#### AANGELEVERDE GEGEVENS ####

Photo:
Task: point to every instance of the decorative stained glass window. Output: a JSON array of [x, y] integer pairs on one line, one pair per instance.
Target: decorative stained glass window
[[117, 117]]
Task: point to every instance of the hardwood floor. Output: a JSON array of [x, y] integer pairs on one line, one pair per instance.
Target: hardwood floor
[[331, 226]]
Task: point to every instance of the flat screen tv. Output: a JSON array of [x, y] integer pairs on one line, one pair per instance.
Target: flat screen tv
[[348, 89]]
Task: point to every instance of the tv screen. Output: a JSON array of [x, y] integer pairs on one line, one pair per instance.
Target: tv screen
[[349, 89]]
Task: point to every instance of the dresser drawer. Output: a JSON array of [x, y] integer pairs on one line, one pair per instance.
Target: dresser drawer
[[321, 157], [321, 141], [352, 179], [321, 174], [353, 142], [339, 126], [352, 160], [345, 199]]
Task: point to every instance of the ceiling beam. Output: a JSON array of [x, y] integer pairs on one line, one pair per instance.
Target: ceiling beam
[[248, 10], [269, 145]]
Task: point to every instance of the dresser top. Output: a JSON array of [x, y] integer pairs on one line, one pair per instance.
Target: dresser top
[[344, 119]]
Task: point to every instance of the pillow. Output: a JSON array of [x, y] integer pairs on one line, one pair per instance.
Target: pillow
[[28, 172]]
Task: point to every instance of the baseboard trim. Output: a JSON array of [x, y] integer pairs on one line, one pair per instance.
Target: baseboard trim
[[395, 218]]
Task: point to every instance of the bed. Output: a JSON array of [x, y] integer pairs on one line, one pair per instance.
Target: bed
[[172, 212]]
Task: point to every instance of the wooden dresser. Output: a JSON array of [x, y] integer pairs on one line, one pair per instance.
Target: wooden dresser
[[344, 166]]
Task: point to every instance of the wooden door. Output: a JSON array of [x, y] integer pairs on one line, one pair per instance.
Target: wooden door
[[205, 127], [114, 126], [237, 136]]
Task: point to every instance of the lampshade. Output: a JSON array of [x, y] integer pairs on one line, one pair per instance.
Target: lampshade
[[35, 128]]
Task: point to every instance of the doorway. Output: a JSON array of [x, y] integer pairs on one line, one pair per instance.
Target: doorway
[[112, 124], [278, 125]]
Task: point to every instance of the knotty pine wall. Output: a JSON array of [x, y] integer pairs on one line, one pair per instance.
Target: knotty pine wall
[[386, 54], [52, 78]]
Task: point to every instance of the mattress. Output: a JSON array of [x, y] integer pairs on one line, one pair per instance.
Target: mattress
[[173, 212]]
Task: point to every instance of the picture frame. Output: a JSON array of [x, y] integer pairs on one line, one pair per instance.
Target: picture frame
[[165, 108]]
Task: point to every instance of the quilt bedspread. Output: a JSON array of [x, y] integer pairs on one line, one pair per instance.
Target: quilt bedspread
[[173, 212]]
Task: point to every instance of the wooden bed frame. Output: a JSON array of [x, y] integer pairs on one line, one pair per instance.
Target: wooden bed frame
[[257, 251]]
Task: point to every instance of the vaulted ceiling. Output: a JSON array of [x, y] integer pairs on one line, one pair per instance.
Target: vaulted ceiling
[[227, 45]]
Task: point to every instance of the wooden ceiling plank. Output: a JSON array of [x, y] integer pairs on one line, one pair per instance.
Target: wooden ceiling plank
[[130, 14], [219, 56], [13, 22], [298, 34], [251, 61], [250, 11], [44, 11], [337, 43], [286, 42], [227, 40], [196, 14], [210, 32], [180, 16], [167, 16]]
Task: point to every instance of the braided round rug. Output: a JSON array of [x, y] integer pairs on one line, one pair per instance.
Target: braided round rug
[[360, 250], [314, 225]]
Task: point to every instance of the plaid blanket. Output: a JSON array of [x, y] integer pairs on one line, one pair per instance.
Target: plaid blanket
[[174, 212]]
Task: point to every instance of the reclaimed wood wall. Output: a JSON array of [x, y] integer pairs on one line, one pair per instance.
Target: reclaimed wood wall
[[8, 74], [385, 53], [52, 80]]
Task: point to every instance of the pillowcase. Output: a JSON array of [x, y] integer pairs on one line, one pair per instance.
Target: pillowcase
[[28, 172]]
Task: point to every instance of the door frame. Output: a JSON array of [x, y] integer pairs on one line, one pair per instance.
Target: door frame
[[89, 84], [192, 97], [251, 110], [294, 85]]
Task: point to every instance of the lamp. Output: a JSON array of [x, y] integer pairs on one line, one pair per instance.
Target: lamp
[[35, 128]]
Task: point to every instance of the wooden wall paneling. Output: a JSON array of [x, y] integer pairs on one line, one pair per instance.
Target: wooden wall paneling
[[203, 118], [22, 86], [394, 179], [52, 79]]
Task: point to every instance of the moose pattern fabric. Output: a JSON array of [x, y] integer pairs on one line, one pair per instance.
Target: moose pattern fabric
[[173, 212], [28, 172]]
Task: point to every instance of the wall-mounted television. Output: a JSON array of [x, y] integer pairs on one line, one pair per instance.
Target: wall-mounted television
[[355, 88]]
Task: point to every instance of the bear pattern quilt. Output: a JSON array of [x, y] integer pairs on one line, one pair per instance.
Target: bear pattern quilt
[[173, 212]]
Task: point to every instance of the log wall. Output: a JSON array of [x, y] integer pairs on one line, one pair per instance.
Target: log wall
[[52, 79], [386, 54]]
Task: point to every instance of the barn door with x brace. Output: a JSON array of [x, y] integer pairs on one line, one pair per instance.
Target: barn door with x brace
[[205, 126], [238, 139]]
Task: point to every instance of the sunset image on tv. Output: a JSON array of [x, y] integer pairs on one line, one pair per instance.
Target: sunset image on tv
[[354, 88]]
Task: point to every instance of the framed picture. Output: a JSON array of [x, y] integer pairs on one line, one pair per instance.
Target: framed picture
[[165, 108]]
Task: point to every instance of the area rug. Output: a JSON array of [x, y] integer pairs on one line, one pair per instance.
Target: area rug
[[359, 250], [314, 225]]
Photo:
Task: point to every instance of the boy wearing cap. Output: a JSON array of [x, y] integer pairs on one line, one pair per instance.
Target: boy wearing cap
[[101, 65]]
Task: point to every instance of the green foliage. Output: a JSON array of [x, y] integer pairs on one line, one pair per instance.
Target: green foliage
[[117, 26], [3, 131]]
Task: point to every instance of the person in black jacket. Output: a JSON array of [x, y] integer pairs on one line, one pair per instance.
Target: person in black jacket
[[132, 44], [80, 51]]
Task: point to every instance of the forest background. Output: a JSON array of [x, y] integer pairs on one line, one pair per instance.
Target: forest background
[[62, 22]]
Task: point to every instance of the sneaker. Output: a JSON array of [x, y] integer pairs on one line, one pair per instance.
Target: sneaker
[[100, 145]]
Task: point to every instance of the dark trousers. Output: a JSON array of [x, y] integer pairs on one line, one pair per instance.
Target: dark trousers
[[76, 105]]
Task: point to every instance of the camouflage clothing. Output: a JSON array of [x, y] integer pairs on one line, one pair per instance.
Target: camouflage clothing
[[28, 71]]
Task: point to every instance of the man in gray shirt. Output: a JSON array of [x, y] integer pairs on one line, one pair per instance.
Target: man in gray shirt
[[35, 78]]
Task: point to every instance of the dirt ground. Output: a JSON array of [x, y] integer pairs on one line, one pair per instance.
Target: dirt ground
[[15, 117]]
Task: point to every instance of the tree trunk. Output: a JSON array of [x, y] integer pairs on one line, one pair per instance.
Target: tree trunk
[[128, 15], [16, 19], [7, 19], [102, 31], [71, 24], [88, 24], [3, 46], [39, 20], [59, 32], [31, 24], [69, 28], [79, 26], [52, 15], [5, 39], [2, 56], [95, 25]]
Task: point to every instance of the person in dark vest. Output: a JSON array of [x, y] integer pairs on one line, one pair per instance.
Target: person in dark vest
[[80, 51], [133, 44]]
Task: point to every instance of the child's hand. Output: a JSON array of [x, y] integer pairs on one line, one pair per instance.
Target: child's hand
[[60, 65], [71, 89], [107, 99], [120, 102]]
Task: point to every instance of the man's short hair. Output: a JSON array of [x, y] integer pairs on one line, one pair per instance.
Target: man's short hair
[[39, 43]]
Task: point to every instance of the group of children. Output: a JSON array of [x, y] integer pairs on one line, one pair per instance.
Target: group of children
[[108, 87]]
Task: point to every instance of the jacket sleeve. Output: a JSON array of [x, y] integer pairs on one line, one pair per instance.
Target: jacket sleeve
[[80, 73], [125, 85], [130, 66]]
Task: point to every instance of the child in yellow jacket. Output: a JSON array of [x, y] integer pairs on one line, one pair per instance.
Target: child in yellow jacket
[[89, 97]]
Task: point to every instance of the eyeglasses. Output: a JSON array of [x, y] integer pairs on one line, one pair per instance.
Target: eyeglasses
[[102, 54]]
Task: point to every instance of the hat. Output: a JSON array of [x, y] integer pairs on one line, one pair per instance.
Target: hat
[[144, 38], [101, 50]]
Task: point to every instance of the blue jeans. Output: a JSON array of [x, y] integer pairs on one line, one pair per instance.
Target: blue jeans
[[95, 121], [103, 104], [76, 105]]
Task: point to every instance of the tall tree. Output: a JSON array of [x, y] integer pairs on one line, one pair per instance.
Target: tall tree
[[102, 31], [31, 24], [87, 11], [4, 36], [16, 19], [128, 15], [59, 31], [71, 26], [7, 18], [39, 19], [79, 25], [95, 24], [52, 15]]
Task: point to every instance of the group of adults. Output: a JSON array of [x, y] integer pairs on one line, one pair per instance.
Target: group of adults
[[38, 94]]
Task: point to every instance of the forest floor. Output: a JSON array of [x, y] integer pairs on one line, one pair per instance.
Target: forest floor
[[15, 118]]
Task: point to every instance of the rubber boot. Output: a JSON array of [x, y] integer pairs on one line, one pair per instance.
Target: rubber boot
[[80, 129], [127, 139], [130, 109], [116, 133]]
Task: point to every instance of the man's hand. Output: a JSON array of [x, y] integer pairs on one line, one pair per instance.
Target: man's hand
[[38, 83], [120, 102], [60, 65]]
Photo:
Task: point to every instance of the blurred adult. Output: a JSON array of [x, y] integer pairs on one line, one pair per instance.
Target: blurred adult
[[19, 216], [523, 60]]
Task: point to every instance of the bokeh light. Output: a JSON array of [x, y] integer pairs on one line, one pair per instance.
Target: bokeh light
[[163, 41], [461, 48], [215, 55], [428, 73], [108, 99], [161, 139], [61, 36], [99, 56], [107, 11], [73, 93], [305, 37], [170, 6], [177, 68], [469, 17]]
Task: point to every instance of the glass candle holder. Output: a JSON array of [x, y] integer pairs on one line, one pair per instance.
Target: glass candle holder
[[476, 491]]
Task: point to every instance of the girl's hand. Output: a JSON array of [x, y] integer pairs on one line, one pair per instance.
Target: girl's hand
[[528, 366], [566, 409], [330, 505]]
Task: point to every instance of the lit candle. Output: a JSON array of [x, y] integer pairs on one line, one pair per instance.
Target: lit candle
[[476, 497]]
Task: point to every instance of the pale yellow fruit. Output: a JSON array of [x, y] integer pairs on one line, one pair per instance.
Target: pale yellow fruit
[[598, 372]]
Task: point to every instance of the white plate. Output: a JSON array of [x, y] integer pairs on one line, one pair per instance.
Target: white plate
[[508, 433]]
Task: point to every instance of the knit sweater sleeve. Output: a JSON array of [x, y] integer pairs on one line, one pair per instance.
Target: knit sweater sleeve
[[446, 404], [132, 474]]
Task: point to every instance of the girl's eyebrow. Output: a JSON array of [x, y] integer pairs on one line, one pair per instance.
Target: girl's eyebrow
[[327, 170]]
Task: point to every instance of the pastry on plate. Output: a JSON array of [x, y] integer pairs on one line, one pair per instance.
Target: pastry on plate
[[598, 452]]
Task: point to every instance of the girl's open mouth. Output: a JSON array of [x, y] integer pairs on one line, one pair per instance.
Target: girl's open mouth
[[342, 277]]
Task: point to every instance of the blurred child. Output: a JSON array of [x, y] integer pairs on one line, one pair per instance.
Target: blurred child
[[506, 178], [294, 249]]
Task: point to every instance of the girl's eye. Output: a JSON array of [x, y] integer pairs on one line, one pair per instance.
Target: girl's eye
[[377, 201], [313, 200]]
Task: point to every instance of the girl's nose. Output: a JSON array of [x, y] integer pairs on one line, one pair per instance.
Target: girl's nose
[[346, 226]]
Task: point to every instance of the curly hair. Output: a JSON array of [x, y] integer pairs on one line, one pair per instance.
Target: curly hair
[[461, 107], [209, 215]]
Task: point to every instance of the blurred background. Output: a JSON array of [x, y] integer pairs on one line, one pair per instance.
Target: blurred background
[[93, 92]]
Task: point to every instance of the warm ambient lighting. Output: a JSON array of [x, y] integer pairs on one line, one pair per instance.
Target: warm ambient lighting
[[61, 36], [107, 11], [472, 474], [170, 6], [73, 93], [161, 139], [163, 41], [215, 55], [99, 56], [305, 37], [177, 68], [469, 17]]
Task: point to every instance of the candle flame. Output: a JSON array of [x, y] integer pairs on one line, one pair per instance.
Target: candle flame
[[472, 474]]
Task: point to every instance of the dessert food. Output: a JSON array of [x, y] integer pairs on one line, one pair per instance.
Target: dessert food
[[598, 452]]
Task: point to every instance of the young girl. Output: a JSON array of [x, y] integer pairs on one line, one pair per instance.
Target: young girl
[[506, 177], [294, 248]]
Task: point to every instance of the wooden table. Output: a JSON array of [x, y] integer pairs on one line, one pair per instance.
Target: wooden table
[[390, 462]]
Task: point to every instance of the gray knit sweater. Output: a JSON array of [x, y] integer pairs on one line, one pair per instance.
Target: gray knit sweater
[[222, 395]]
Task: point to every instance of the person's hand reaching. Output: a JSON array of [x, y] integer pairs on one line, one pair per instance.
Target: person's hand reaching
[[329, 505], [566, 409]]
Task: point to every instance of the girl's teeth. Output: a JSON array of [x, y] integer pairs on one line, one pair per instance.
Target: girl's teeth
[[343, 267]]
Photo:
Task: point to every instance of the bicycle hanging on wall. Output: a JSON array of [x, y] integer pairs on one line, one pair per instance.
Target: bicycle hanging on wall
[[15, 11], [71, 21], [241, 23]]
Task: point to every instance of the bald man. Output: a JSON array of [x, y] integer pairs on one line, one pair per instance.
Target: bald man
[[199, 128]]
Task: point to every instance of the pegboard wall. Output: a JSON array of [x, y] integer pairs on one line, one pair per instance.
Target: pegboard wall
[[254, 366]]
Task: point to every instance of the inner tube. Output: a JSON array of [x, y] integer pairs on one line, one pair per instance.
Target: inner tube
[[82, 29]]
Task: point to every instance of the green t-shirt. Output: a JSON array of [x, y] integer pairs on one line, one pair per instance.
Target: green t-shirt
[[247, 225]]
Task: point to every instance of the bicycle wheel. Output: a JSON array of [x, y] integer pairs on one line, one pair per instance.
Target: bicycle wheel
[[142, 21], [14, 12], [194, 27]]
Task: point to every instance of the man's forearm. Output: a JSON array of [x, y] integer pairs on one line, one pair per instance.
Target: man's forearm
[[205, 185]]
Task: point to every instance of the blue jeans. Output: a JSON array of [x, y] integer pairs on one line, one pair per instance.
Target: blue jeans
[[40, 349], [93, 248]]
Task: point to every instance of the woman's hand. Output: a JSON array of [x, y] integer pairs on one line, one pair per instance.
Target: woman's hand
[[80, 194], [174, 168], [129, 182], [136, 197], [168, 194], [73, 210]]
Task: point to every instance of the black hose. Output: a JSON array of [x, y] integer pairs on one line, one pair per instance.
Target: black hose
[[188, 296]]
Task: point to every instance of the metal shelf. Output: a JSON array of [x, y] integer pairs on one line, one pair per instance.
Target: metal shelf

####

OPDRACHT >> Geef de regels vanaf de regel met "Task: point to every instance of the girl's nose." tot en met de regel met "37], [177, 68], [469, 17]]" woordelijk opnieuw weer.

ANTWOORD HIERONDER >>
Task: point to every instance of the girl's nose. Output: a JSON array of [x, y] integer pairs on one line, one pair per instance.
Target: girl's nose
[[346, 226]]
Task: point to every instance of the curly hair. Output: a JSON array of [x, y] integer pairs on one line, one pair per instance.
Target: curly hair
[[461, 107], [209, 215]]
Task: point to every instance of the blurred background. Output: a JSON array of [x, y] integer pairs on one line, one pair per instance.
Target: blurred background
[[93, 92]]
Task: point to every instance of the warm ambient lighting. Output: a JSON array of [x, y] integer pairs on one line, one pair per instance.
Target: warm ambient lighting
[[61, 36], [107, 11], [472, 474], [170, 6], [73, 93], [161, 139], [163, 41], [215, 55], [99, 56], [305, 37], [177, 68], [469, 17]]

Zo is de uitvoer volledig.